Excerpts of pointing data

..........

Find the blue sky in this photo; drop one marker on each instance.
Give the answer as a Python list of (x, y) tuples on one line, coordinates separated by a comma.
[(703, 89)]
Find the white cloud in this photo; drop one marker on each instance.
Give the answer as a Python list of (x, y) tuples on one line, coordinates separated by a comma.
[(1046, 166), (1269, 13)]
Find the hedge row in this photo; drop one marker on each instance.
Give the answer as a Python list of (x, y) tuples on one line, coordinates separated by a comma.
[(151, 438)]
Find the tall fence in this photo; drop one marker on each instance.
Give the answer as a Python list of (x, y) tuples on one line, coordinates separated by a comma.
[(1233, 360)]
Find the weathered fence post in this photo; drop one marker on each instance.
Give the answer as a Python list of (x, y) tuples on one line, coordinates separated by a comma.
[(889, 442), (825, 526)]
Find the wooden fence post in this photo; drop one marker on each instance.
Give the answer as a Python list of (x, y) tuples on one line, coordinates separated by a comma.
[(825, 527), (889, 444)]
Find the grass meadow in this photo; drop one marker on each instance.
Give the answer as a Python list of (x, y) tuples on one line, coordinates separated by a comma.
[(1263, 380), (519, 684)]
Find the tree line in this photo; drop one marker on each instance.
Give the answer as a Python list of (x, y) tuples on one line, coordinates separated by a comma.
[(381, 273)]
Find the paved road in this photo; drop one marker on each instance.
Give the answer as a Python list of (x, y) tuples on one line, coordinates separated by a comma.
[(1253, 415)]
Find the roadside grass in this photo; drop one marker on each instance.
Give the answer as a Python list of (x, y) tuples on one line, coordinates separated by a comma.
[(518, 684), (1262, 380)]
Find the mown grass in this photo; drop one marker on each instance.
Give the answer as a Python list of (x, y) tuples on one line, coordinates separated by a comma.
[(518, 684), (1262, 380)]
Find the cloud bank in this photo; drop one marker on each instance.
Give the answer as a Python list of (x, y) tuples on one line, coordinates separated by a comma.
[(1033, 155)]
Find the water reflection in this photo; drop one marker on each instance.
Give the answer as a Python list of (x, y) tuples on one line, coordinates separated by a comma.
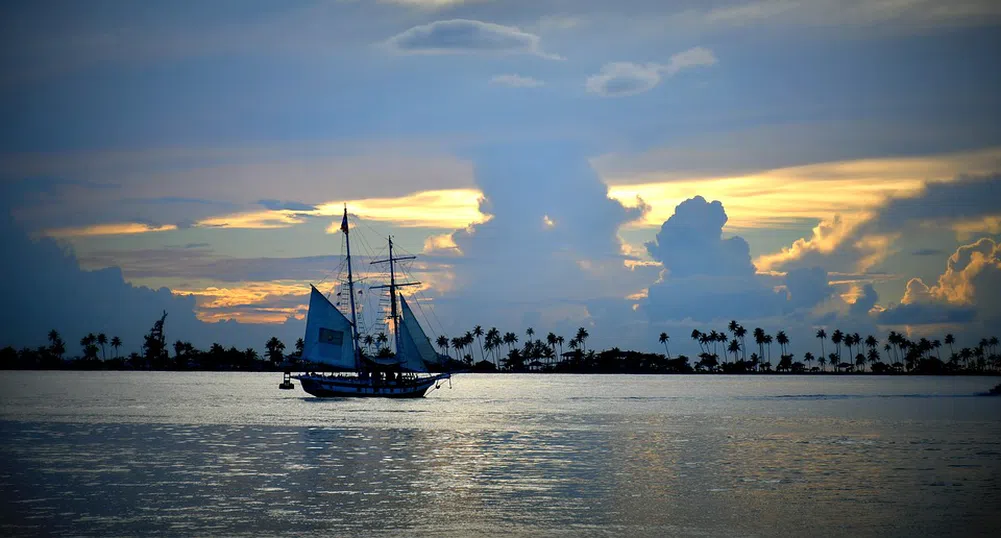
[(554, 460)]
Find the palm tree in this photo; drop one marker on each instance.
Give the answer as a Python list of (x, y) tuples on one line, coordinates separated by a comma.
[(89, 350), (442, 344), (491, 345), (467, 341), (822, 335), (583, 336), (732, 327), (759, 339), (478, 333), (697, 336), (873, 357), (836, 338), (275, 350), (551, 339), (783, 341), (493, 342), (734, 348), (664, 340), (511, 339), (56, 345), (713, 338), (102, 339), (740, 333)]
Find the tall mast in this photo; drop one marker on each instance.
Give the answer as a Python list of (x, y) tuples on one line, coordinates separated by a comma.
[(350, 290), (392, 290), (392, 298)]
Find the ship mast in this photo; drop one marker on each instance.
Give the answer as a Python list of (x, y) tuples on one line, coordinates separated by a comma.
[(350, 291), (393, 285)]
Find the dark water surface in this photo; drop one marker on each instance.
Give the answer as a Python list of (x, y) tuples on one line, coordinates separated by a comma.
[(178, 454)]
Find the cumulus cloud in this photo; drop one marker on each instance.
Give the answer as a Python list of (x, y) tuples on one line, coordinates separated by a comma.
[(517, 81), (690, 242), (466, 36), (551, 244), (841, 244), (706, 277), (620, 79), (968, 289), (808, 287), (279, 205), (48, 290)]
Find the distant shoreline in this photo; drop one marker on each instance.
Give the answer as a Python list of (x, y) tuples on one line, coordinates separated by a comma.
[(506, 373)]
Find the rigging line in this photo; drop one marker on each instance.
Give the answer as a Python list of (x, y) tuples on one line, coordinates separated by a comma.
[(420, 299)]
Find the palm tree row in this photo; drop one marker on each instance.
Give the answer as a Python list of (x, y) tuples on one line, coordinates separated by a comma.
[(535, 353)]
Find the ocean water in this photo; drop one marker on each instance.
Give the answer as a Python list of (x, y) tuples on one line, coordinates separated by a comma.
[(215, 454)]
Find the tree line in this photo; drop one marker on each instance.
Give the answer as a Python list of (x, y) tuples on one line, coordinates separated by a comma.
[(720, 352)]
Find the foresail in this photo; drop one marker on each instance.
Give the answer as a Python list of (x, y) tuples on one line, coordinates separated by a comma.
[(328, 335), (415, 351)]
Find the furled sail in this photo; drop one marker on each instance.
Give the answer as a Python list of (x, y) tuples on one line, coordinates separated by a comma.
[(328, 335), (415, 352)]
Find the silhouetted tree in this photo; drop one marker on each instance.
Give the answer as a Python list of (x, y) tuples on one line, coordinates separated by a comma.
[(115, 344), (275, 350), (102, 340), (582, 337), (822, 336), (478, 333)]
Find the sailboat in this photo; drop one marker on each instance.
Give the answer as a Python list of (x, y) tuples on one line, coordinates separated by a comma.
[(331, 340)]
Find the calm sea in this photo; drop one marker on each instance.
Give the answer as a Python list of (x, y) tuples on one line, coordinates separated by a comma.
[(178, 454)]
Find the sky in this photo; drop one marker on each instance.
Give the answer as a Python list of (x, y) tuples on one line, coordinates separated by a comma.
[(633, 167)]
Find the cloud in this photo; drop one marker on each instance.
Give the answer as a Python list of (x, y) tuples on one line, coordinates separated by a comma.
[(707, 277), (808, 287), (278, 205), (551, 244), (690, 242), (968, 289), (430, 4), (517, 81), (864, 302), (620, 79), (866, 241), (466, 36), (779, 196), (48, 290), (119, 228)]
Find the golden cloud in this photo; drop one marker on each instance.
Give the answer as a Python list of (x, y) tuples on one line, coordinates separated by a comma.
[(121, 228), (774, 197)]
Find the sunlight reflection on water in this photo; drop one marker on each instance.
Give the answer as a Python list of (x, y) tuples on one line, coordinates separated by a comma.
[(207, 454)]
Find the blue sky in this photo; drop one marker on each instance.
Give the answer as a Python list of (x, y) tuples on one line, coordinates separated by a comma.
[(208, 148)]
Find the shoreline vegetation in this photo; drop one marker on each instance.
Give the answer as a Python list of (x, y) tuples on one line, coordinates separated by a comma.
[(721, 352)]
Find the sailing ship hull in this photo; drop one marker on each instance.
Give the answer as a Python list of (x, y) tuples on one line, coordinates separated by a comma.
[(352, 387)]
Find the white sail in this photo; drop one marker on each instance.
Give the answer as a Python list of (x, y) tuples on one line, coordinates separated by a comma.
[(415, 352), (328, 335)]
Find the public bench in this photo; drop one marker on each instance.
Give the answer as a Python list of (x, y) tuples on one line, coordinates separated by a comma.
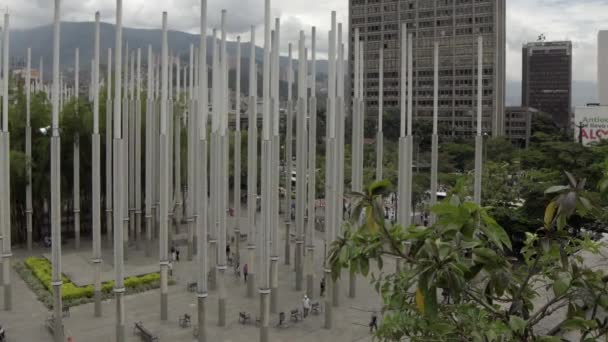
[(192, 286), (185, 321), (296, 315), (315, 308), (244, 317), (144, 333)]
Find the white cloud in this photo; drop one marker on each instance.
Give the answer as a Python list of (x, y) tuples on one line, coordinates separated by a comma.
[(576, 20)]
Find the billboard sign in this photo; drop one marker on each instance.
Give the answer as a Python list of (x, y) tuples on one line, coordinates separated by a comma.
[(591, 124)]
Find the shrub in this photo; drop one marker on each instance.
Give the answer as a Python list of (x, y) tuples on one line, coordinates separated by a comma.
[(42, 270)]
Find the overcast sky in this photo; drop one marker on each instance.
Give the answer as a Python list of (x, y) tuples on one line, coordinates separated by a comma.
[(576, 20)]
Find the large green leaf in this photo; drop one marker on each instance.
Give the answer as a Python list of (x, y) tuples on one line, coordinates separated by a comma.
[(550, 213), (517, 324), (562, 284), (556, 188)]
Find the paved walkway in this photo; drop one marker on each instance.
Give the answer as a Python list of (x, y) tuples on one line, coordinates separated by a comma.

..........

Problem details:
In every one of the records above, substitute "place a single point" for "drop one marker" and reproduce the lines with everything else unchanged. Leave the pictures out of your answer.

Solved problem:
Find the blue sky in this photo; place a single point on each instance.
Give the answer as a Python list of (x, y) tuples on one line, coordinates separated by a comma.
[(703, 89)]
Find the white cloud in this photo; place a single point on each instance.
Give the answer as a Python list of (x, y) tuples on one line, coordinates separated by a comma.
[(1046, 166), (1269, 13)]
Find the hedge row in this photo; place a single point on each instance.
Give the answer as a Python list of (x, y) tuples on one line, coordinates separated by a comma.
[(151, 438)]
Find the tall fence in this photo; place a single point on each instance.
Give the answer as a Python list of (x, y) tuples on one line, coordinates separated by a comma.
[(1233, 360)]
Find the weathered fence post in this photo; place a single point on each instance.
Give the answer as a Python list of (x, y) tuples on one line, coordinates separated by a comma.
[(889, 442), (825, 526)]
Find the wooden fence post in this photo; place a single point on each instance.
Give the answer as a Python list of (x, y) tuples on one line, coordinates separated by a comma.
[(825, 527), (889, 444)]
Find the grass meadow in this photo; place a single point on each instance.
Give the answer as a Python list of (x, y) tuples on one line, coordinates separated by a comma.
[(1263, 380), (519, 684)]
Find the tree line in this photo; place a single point on each instance.
Give the answer as a Python list of (x, y) tuples on one line, coordinates separated by a comma.
[(381, 273)]
Find the paved road in this photo; place a single point on each instance.
Give the answer as a Python list of (x, y) tuples on one line, coordinates separated by a comma.
[(1253, 415)]
Find the roadside grass in this photo; place a single point on each instance.
Give the answer as a Python list of (x, y) tuples on one line, coordinates separated by a comma.
[(518, 684), (1262, 380)]
Find the mown grass in this photo; place a single point on each instance.
Give the answer as a Python list of (x, y) tuples on one line, coordinates separated by a comma.
[(518, 684), (1262, 380)]
Find the cloud bank in this photo; place a single point on each instance.
Give the answer as a Python list of (x, y) tuples on one line, coordinates separated by a comma.
[(1033, 155)]
Find the water reflection in this photo; place a single point on each instance.
Give the answer as a Python list of (x, y) tuples on one line, coordinates separated by a comma.
[(554, 460)]
Find the palm tree in this photo; place a single point on each instance.
Give the answer as a Python list of (x, y) tuples on one line, coordinates separated by a comma.
[(89, 350), (442, 344), (491, 345), (467, 341), (822, 335), (583, 336), (732, 327), (759, 339), (478, 333), (697, 336), (873, 357), (836, 338), (275, 350), (551, 339), (783, 341), (493, 342), (734, 348), (664, 340), (511, 339), (56, 345), (713, 338), (102, 339), (740, 333)]
Find the tall mast in this photo; place a single point on each instance.
Give the answer as a Python list of (x, y) tuples on one line, coordinates separated by a comma.
[(350, 290), (392, 290), (392, 298)]
Find the ship mast in this photo; place a single point on each instance.
Give the answer as a Python list of (x, y) tuples on one line, coordinates separated by a comma.
[(350, 291), (393, 285)]
Find the dark water surface in this photo; place a single point on each instance.
Give the answer as a Python list of (x, y) tuples on one line, coordinates separated by a comma.
[(178, 454)]
Find the cumulus cloud in this photo; place a single point on each instance.
Give the answer as a Python list of (x, y) tuples on one line, coordinates separated by a comma.
[(517, 81), (690, 242), (466, 36), (551, 244), (841, 244), (706, 277), (620, 79), (968, 289), (808, 287), (279, 205), (48, 290)]
Find the distant shoreline in this photo; place a single point on each instance.
Give the answer as a Python list of (x, y) tuples on one line, coordinates separated by a comma.
[(506, 373)]
Find the rigging line in this photo; place a single point on each instance.
Give the answer as a Python list of (x, y) tuples on one line, coordinates separated by a comma.
[(420, 299)]
Find the palm tree row in this photo; place a single point on each instance.
Give the answer as a Python list of (x, y) tuples on one line, coordinates separated by a comma.
[(535, 353)]
Find the ocean water in this photo; place a single point on each instance.
Give the answer as a Python list of (x, y) tuples on one line, coordinates separated by a comma.
[(215, 454)]
Find the tree line in this photo; place a single point on each instance.
Give the answer as a Python list of (x, y) tuples on one line, coordinates separated by a comma.
[(720, 352)]
Find the foresail in this photo; place a single point on each instance.
Give the answer as a Python list of (x, y) tuples on one line, coordinates separated by a comma.
[(328, 335), (415, 351)]
Find the furled sail in this photo; place a single point on each instance.
Give the answer as a Python list of (x, y) tuples on one line, coordinates separated by a comma.
[(328, 335), (415, 352)]
Find the silhouetted tree in this photo; place a single point on each instance.
Give the answer as a Python list of (x, y) tuples on one line, coordinates separated by a comma.
[(115, 344), (275, 350), (102, 340), (582, 337), (822, 336), (478, 333)]
Find the sailboat in this photo; place a single point on each instance.
Give the answer as a Python list of (x, y) tuples on one line, coordinates separated by a comma.
[(331, 340)]
Find the calm sea in this photo; place a single point on each instance.
Give the answer as a Python list of (x, y) tuples on one line, coordinates separated by a comma.
[(178, 454)]
Find the sky in this photo; place a single point on each instance.
Give the answer as a Python list of (x, y) tuples on one line, coordinates separated by a comma.
[(633, 167)]
Find the cloud in this photo; place a single point on each instance.
Give the answer as a Python list of (x, y) tuples on one line, coordinates separated by a comma.
[(707, 277), (808, 287), (278, 205), (551, 244), (690, 242), (968, 289), (430, 4), (517, 81), (864, 302), (620, 79), (866, 241), (466, 36), (779, 196), (48, 290), (119, 228)]
Find the golden cloud in this photo; place a single point on each instance.
Give the answer as a Python list of (x, y) tuples on one line, coordinates separated by a comma.
[(121, 228), (774, 197)]
Find the sunlight reflection on water in this photo; place a single point on each instance.
Give the answer as a Python list of (x, y) tuples on one line, coordinates separated by a comma.
[(207, 454)]
Find the blue sky in this photo; place a single point on each instance.
Give the answer as a Python list of (x, y) tuples on one line, coordinates separated by a comma.
[(208, 148)]
Find the shoreline vegetation in this photo; place a single point on each instance.
Give the answer as a Python list of (x, y) tuples on one line, coordinates separated by a comma.
[(721, 352)]
Find the sailing ship hull in this photo; place a single point on each instance.
Give the answer as a Python list of (x, y) tuples on one line, coordinates separated by a comma.
[(352, 387)]
Find the white sail in this photo; place a single point on each instance.
Give the answer as a Python list of (x, y) tuples on one line, coordinates separated by a comma.
[(415, 352), (328, 335)]
Find the public bench in this photo; place a single point on each instance.
Give the answer as a Python list of (x, y) tuples on one line, coordinates separated by a comma.
[(192, 286), (185, 321), (296, 315), (315, 308), (244, 317), (144, 333)]
Find the white cloud in this photo; place a single point on each instance.
Give the answer as a Python list of (x, y) tuples on one line, coordinates separated by a comma.
[(576, 20)]
Find the billboard sign in this photo; place a single point on each instance.
Give the answer as a Python list of (x, y) tuples on one line, coordinates separated by a comma.
[(591, 124)]
Find the shrub in this photo; place a single point on each instance.
Give the answer as a Python list of (x, y) tuples on one line, coordinates separated by a comma.
[(42, 270)]
Find the overcast sky in this photo; place a single point on each instance.
Give the answer as a Python list of (x, y) tuples on one line, coordinates separated by a comma.
[(576, 20)]
Find the large green leaf in this photo; place a single point on each instance.
Give the answer as a Python list of (x, y) tuples on one line, coordinates separated by a comma.
[(550, 213), (517, 324), (562, 284), (556, 188)]
Find the paved walkway in this photo; place a single point on each instance.
Give the answer as a Python list of (x, y) tuples on one line, coordinates separated by a comma.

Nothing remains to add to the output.